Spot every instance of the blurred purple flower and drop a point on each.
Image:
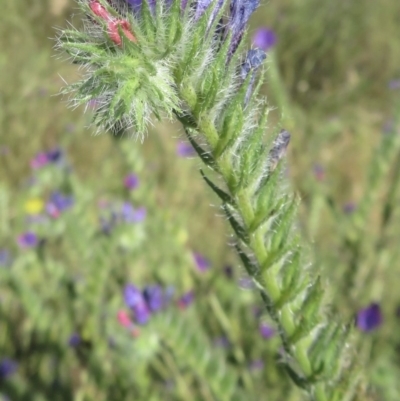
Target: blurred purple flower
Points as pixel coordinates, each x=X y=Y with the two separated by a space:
x=228 y=271
x=132 y=296
x=264 y=38
x=369 y=318
x=246 y=283
x=349 y=207
x=240 y=12
x=257 y=364
x=201 y=262
x=154 y=297
x=55 y=155
x=58 y=203
x=394 y=84
x=221 y=342
x=39 y=160
x=43 y=158
x=4 y=150
x=131 y=181
x=266 y=331
x=5 y=258
x=141 y=312
x=7 y=368
x=186 y=300
x=74 y=340
x=28 y=240
x=131 y=215
x=185 y=149
x=124 y=319
x=254 y=58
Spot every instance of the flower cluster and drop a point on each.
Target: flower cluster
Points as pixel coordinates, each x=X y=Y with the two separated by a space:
x=53 y=156
x=142 y=303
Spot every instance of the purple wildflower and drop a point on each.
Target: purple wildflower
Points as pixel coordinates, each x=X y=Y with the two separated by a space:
x=185 y=300
x=185 y=149
x=7 y=368
x=141 y=312
x=54 y=155
x=394 y=84
x=74 y=340
x=39 y=160
x=131 y=215
x=131 y=181
x=257 y=364
x=228 y=270
x=254 y=58
x=221 y=342
x=132 y=296
x=240 y=11
x=349 y=207
x=369 y=318
x=246 y=283
x=154 y=297
x=266 y=331
x=264 y=38
x=58 y=203
x=201 y=262
x=28 y=240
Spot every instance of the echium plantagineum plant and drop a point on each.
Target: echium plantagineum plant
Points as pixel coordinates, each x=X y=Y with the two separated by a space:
x=187 y=59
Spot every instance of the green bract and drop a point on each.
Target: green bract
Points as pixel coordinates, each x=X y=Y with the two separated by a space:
x=165 y=60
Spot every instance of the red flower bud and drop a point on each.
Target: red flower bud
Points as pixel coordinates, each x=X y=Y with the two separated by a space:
x=99 y=10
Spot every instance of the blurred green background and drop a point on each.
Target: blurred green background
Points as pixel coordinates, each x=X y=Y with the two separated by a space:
x=334 y=77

○ ○ ○ ○ ○

Render all of the rows above as a two-column CSV with the headers text and answer. Give one CSV line per row, put each value in a single quoted field with line breaks replaced by spaces, and omit the picture.

Output for this exercise
text,answer
"Spot every instance of the blurred purple flower and drop a point on each. Image: Target: blurred purple flower Points as pixel coordinates, each x=X y=Y with the two separated by a space:","x=228 y=271 x=132 y=296 x=264 y=38 x=369 y=318 x=246 y=283 x=349 y=207 x=240 y=12 x=257 y=364 x=201 y=262 x=154 y=297 x=55 y=155 x=58 y=203 x=394 y=84 x=221 y=342 x=39 y=160 x=43 y=158 x=4 y=150 x=131 y=181 x=266 y=331 x=5 y=258 x=141 y=312 x=7 y=368 x=186 y=300 x=74 y=340 x=28 y=240 x=131 y=215 x=185 y=149 x=124 y=319 x=254 y=58"
"Spot every instance of the flower cluster and drop a point on each. Target: flower cluster Points as pixel coordinates, each x=X y=Y with the two separated by a space:","x=53 y=156 x=142 y=303"
"Spot every instance of the purple wildflower and drop a point on each. Target: purple wildflower Points as pixel coordinates, each x=X y=Y with the two separated by a space:","x=185 y=300 x=185 y=149 x=7 y=368 x=141 y=312 x=54 y=155 x=394 y=84 x=74 y=340 x=39 y=160 x=131 y=215 x=131 y=181 x=257 y=364 x=228 y=270 x=254 y=58 x=221 y=342 x=132 y=296 x=240 y=11 x=349 y=207 x=369 y=318 x=246 y=283 x=154 y=297 x=266 y=331 x=264 y=38 x=58 y=203 x=201 y=262 x=28 y=240"
"Spot every instance of the echium plantagineum plant and drop a point on each. Target: echium plantagineum plant Points as pixel coordinates, each x=X y=Y with the two separated by a space:","x=187 y=59"
"Spot every instance of the green bract and drop a point on each. Target: green bract Points as pixel coordinates, each x=X y=Y with the two separated by a space:","x=165 y=60"
"Spot every instance of the red flower bud and drop a point on each. Target: red flower bud Points as pixel coordinates, each x=X y=Y with the two separated by a space:","x=99 y=10"
"Spot every instance of the blurred green background and drop a point on each. Target: blurred green background Points as pixel coordinates, each x=X y=Y with the two separated by a space:","x=334 y=77"